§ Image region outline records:

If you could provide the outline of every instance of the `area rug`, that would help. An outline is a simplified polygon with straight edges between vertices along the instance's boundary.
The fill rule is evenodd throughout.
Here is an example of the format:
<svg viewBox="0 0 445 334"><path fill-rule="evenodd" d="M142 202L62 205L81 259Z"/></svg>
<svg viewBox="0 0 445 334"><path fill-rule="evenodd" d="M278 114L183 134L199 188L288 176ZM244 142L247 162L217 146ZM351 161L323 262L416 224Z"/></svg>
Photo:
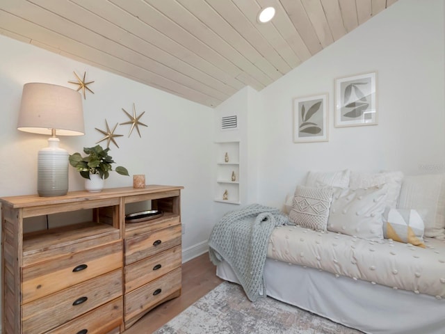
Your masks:
<svg viewBox="0 0 445 334"><path fill-rule="evenodd" d="M357 334L362 332L272 298L250 301L240 285L224 282L155 334Z"/></svg>

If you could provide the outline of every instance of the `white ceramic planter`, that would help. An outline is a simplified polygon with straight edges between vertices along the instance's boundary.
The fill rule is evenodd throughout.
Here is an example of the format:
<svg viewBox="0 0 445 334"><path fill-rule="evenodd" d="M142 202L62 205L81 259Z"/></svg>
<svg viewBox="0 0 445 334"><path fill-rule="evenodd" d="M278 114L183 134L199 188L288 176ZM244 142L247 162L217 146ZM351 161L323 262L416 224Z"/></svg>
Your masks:
<svg viewBox="0 0 445 334"><path fill-rule="evenodd" d="M90 174L90 180L85 179L85 189L90 193L101 191L104 189L104 179L99 174Z"/></svg>

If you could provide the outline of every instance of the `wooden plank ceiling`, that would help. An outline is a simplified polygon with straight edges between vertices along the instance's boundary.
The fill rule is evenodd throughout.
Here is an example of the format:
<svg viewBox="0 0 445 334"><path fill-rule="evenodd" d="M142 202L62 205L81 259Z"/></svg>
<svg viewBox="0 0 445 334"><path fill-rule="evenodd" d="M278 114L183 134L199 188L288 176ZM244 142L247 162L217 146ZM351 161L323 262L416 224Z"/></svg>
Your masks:
<svg viewBox="0 0 445 334"><path fill-rule="evenodd" d="M0 33L214 107L396 1L0 0ZM268 6L275 17L258 23Z"/></svg>

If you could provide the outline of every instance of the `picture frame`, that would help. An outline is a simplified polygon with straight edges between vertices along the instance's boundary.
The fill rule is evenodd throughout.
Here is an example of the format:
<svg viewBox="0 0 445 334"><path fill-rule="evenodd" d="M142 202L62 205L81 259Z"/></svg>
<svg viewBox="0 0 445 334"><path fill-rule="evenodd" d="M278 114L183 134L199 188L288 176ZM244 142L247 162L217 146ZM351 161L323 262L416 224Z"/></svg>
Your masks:
<svg viewBox="0 0 445 334"><path fill-rule="evenodd" d="M335 80L335 127L376 125L377 72Z"/></svg>
<svg viewBox="0 0 445 334"><path fill-rule="evenodd" d="M328 94L293 99L293 142L329 139Z"/></svg>

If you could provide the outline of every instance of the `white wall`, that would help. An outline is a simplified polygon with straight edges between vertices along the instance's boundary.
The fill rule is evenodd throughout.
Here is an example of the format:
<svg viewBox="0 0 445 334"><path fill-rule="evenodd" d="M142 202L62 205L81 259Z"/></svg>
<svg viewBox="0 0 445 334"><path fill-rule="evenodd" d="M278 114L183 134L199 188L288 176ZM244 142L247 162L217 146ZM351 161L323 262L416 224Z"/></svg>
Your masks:
<svg viewBox="0 0 445 334"><path fill-rule="evenodd" d="M261 92L259 202L281 207L309 170L444 171L444 3L399 1ZM334 127L335 78L371 71L378 125ZM325 92L329 141L293 143L293 99Z"/></svg>
<svg viewBox="0 0 445 334"><path fill-rule="evenodd" d="M28 82L50 83L74 89L68 81L76 81L73 71L86 72L94 94L87 92L83 100L86 135L60 137L60 146L70 153L94 146L104 135L105 119L113 128L127 122L124 108L132 114L145 113L140 121L142 138L136 129L129 138L129 125L119 125L116 138L119 148L110 145L110 154L131 175L145 174L147 183L184 186L182 222L186 223L183 249L207 240L213 214L213 195L209 186L213 138L213 109L152 88L94 67L68 59L31 45L0 35L0 196L36 193L37 153L47 146L44 136L17 130L23 85ZM101 143L106 147L106 142ZM83 189L83 180L70 166L70 190ZM127 186L132 177L112 173L105 186ZM184 260L186 259L184 258Z"/></svg>

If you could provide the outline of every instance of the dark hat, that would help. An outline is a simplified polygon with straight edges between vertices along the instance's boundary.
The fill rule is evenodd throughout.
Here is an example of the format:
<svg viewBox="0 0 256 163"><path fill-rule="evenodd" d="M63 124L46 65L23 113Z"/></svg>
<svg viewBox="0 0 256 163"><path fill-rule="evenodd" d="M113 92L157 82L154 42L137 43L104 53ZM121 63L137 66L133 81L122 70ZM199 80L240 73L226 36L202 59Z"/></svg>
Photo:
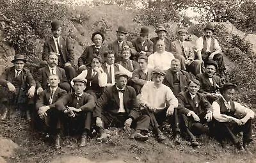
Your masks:
<svg viewBox="0 0 256 163"><path fill-rule="evenodd" d="M26 60L26 59L25 59L24 56L20 55L20 54L17 54L14 56L14 59L12 61L12 63L14 63L18 60L23 61L24 63L26 63L27 61L27 60Z"/></svg>
<svg viewBox="0 0 256 163"><path fill-rule="evenodd" d="M156 30L156 33L157 33L159 31L163 31L164 32L167 32L166 29L163 26L158 26L157 29Z"/></svg>
<svg viewBox="0 0 256 163"><path fill-rule="evenodd" d="M118 77L126 77L127 79L129 78L128 75L126 73L122 72L116 72L115 73L115 79Z"/></svg>
<svg viewBox="0 0 256 163"><path fill-rule="evenodd" d="M116 31L123 33L125 35L127 34L127 31L126 31L125 27L124 26L119 26L118 28L117 29L117 31Z"/></svg>
<svg viewBox="0 0 256 163"><path fill-rule="evenodd" d="M152 73L152 74L159 74L163 76L164 76L164 75L165 75L165 72L163 70L161 70L159 68L154 68Z"/></svg>
<svg viewBox="0 0 256 163"><path fill-rule="evenodd" d="M102 38L102 42L105 40L105 36L104 36L104 35L103 33L102 33L101 32L97 31L97 32L93 33L92 35L92 42L93 42L94 36L95 36L96 35L100 35L101 36L101 37Z"/></svg>
<svg viewBox="0 0 256 163"><path fill-rule="evenodd" d="M221 93L223 93L224 91L225 91L227 89L235 89L236 90L237 90L237 86L232 83L227 82L221 87L221 88L220 89L220 91Z"/></svg>
<svg viewBox="0 0 256 163"><path fill-rule="evenodd" d="M205 31L206 29L211 30L213 32L214 31L214 26L211 24L209 24L206 25L205 27L204 28L204 31Z"/></svg>
<svg viewBox="0 0 256 163"><path fill-rule="evenodd" d="M214 60L208 60L204 63L204 66L206 67L207 65L213 65L216 69L218 68L217 63Z"/></svg>
<svg viewBox="0 0 256 163"><path fill-rule="evenodd" d="M86 79L84 79L84 78L81 77L76 77L74 78L72 81L74 82L75 82L76 81L79 81L79 82L82 82L84 84L87 83Z"/></svg>
<svg viewBox="0 0 256 163"><path fill-rule="evenodd" d="M62 26L62 22L60 20L53 21L51 24L51 26L52 26L52 30L56 30Z"/></svg>
<svg viewBox="0 0 256 163"><path fill-rule="evenodd" d="M186 30L185 29L181 29L178 31L178 33L179 34L180 34L180 33L186 33L186 34L187 34L188 33L188 31Z"/></svg>
<svg viewBox="0 0 256 163"><path fill-rule="evenodd" d="M140 35L148 35L149 30L147 27L143 27L140 29Z"/></svg>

§ PROBLEM TO WORK ON: Render the lines of the data above as a JSON list of strings, one string per line, with blank lines omitted. Leave the pictures out.

§ EXERCISE SOLUTION:
[
  "If you could provide the outline of every instance of the `area rug`, that would help. An outline is a simplified polygon with straight edges between vertices along the instance's boundary.",
  "The fill rule is evenodd throughout.",
  "Here is an example of the format:",
  "<svg viewBox=\"0 0 445 334\"><path fill-rule=\"evenodd\" d=\"M142 202L62 205L81 259Z\"/></svg>",
  "<svg viewBox=\"0 0 445 334\"><path fill-rule=\"evenodd\" d=\"M278 114L183 134L199 188L288 176ZM244 142L247 162L217 146ZM351 161L323 262L416 224Z\"/></svg>",
  "Photo:",
  "Your masks:",
  "<svg viewBox=\"0 0 445 334\"><path fill-rule=\"evenodd\" d=\"M357 334L362 332L272 298L250 301L240 285L224 282L155 334Z\"/></svg>",
  "If you could provide the outline of every instance of the `white ceramic planter`, that would help. An outline is a simplified polygon with straight edges between vertices along the instance's boundary.",
  "The fill rule is evenodd throughout.",
  "Here is an example of the format:",
  "<svg viewBox=\"0 0 445 334\"><path fill-rule=\"evenodd\" d=\"M142 202L62 205L81 259Z\"/></svg>",
  "<svg viewBox=\"0 0 445 334\"><path fill-rule=\"evenodd\" d=\"M278 114L183 134L199 188L288 176ZM244 142L247 162L217 146ZM351 161L323 262L416 224Z\"/></svg>",
  "Your masks:",
  "<svg viewBox=\"0 0 445 334\"><path fill-rule=\"evenodd\" d=\"M90 174L90 180L85 179L85 189L90 193L101 191L104 189L104 179L99 174Z\"/></svg>",
  "If you could provide the outline of every instance of the `wooden plank ceiling`, that would help. An outline is a simplified polygon with straight edges between vertices along the instance's boundary.",
  "The fill rule is evenodd throughout.",
  "Here is an example of the format:",
  "<svg viewBox=\"0 0 445 334\"><path fill-rule=\"evenodd\" d=\"M142 202L62 205L81 259Z\"/></svg>",
  "<svg viewBox=\"0 0 445 334\"><path fill-rule=\"evenodd\" d=\"M278 114L183 134L199 188L288 176ZM244 142L247 162L217 146ZM351 161L323 262L416 224Z\"/></svg>",
  "Your masks:",
  "<svg viewBox=\"0 0 445 334\"><path fill-rule=\"evenodd\" d=\"M0 33L214 107L396 1L0 0ZM268 6L275 17L258 23Z\"/></svg>",
  "If you could provide the outline of every instance of the `picture frame`, that would help. An outline is a simplified polygon with straight edges between vertices along the instance's boundary.",
  "The fill rule is evenodd throughout.",
  "Here is an example of the format:",
  "<svg viewBox=\"0 0 445 334\"><path fill-rule=\"evenodd\" d=\"M142 202L62 205L81 259Z\"/></svg>",
  "<svg viewBox=\"0 0 445 334\"><path fill-rule=\"evenodd\" d=\"M278 114L183 134L199 188L288 176ZM244 142L247 162L217 146ZM351 161L323 262L416 224Z\"/></svg>",
  "Your masks:",
  "<svg viewBox=\"0 0 445 334\"><path fill-rule=\"evenodd\" d=\"M335 80L335 127L376 125L377 72Z\"/></svg>",
  "<svg viewBox=\"0 0 445 334\"><path fill-rule=\"evenodd\" d=\"M328 94L293 99L293 142L329 139Z\"/></svg>",
  "If you could provide the outline of every instance of the `white wall`, that would help. An outline is a simplified polygon with straight edges between vertices along the instance's boundary.",
  "The fill rule is evenodd throughout.",
  "Here is an example of the format:",
  "<svg viewBox=\"0 0 445 334\"><path fill-rule=\"evenodd\" d=\"M142 202L62 205L81 259Z\"/></svg>",
  "<svg viewBox=\"0 0 445 334\"><path fill-rule=\"evenodd\" d=\"M278 114L183 134L199 188L288 176ZM244 142L247 162L217 146ZM351 161L323 262L416 224Z\"/></svg>",
  "Your masks:",
  "<svg viewBox=\"0 0 445 334\"><path fill-rule=\"evenodd\" d=\"M261 92L259 202L281 207L309 170L444 171L444 3L399 1ZM334 127L335 78L371 71L378 125ZM325 92L329 141L293 143L293 99Z\"/></svg>",
  "<svg viewBox=\"0 0 445 334\"><path fill-rule=\"evenodd\" d=\"M28 82L50 83L74 89L68 81L76 81L73 71L86 72L94 94L87 92L83 100L86 135L60 137L60 146L70 153L94 146L104 135L105 119L113 128L127 122L124 108L132 114L145 113L140 121L142 138L136 129L129 138L129 125L119 125L116 138L119 148L110 145L110 154L131 175L145 174L147 183L184 186L182 222L186 223L183 249L207 240L213 214L213 195L209 186L213 138L213 109L152 88L94 67L68 59L31 45L0 35L0 196L36 193L37 153L47 146L44 136L17 130L23 85ZM101 143L106 147L106 142ZM83 189L83 180L70 166L70 190ZM127 186L132 177L112 173L105 186ZM184 260L186 259L184 258Z\"/></svg>",
  "If you could provide the outline of every instance of the dark hat, that would help. An outline is a simplified polygon with straight edges between vertices along the instance's boundary.",
  "The fill rule is evenodd throughout.",
  "Here is an example of the format:",
  "<svg viewBox=\"0 0 256 163\"><path fill-rule=\"evenodd\" d=\"M63 124L46 65L23 113Z\"/></svg>",
  "<svg viewBox=\"0 0 256 163\"><path fill-rule=\"evenodd\" d=\"M113 92L157 82L154 42L137 43L104 53ZM121 63L137 66L133 81L122 70ZM199 80L240 73L226 36L202 59Z\"/></svg>",
  "Photo:",
  "Your masks:",
  "<svg viewBox=\"0 0 256 163\"><path fill-rule=\"evenodd\" d=\"M26 60L26 59L25 59L24 56L20 55L20 54L17 54L14 56L14 59L12 61L12 63L14 63L18 60L23 61L24 63L26 63L27 61L27 60Z\"/></svg>",
  "<svg viewBox=\"0 0 256 163\"><path fill-rule=\"evenodd\" d=\"M156 30L156 33L157 33L159 31L163 31L164 32L167 32L166 29L163 26L158 26L157 29Z\"/></svg>",
  "<svg viewBox=\"0 0 256 163\"><path fill-rule=\"evenodd\" d=\"M118 77L126 77L127 79L129 78L128 75L126 73L122 72L116 72L115 73L115 79Z\"/></svg>",
  "<svg viewBox=\"0 0 256 163\"><path fill-rule=\"evenodd\" d=\"M116 31L123 33L125 35L127 34L127 31L126 31L125 27L124 26L119 26L118 28L117 29L117 31Z\"/></svg>",
  "<svg viewBox=\"0 0 256 163\"><path fill-rule=\"evenodd\" d=\"M152 73L152 74L159 74L163 76L164 76L164 75L165 75L165 72L163 70L161 70L159 68L154 68Z\"/></svg>",
  "<svg viewBox=\"0 0 256 163\"><path fill-rule=\"evenodd\" d=\"M102 38L102 42L105 40L105 36L104 36L104 35L103 33L102 33L101 32L97 31L97 32L93 33L92 35L92 42L93 42L94 36L95 36L96 35L100 35L101 36L101 37Z\"/></svg>",
  "<svg viewBox=\"0 0 256 163\"><path fill-rule=\"evenodd\" d=\"M221 93L223 93L224 91L225 91L227 89L235 89L236 90L237 90L237 86L232 83L227 82L221 87L221 88L220 89L220 91Z\"/></svg>",
  "<svg viewBox=\"0 0 256 163\"><path fill-rule=\"evenodd\" d=\"M205 31L206 29L211 30L213 32L214 31L214 26L211 24L209 24L206 25L205 27L204 28L204 31Z\"/></svg>",
  "<svg viewBox=\"0 0 256 163\"><path fill-rule=\"evenodd\" d=\"M214 60L208 60L204 63L204 66L206 67L207 65L213 65L216 69L218 68L217 63Z\"/></svg>",
  "<svg viewBox=\"0 0 256 163\"><path fill-rule=\"evenodd\" d=\"M86 79L84 79L84 78L81 77L76 77L74 78L72 81L74 82L75 82L76 81L79 81L79 82L82 82L84 84L87 83Z\"/></svg>",
  "<svg viewBox=\"0 0 256 163\"><path fill-rule=\"evenodd\" d=\"M62 26L62 22L60 20L53 21L51 24L51 26L52 26L52 30L56 30Z\"/></svg>",
  "<svg viewBox=\"0 0 256 163\"><path fill-rule=\"evenodd\" d=\"M186 30L185 29L181 29L178 31L178 33L179 34L180 34L180 33L186 33L186 34L187 34L188 33L188 31Z\"/></svg>",
  "<svg viewBox=\"0 0 256 163\"><path fill-rule=\"evenodd\" d=\"M140 35L148 35L149 30L147 27L143 27L140 29Z\"/></svg>"
]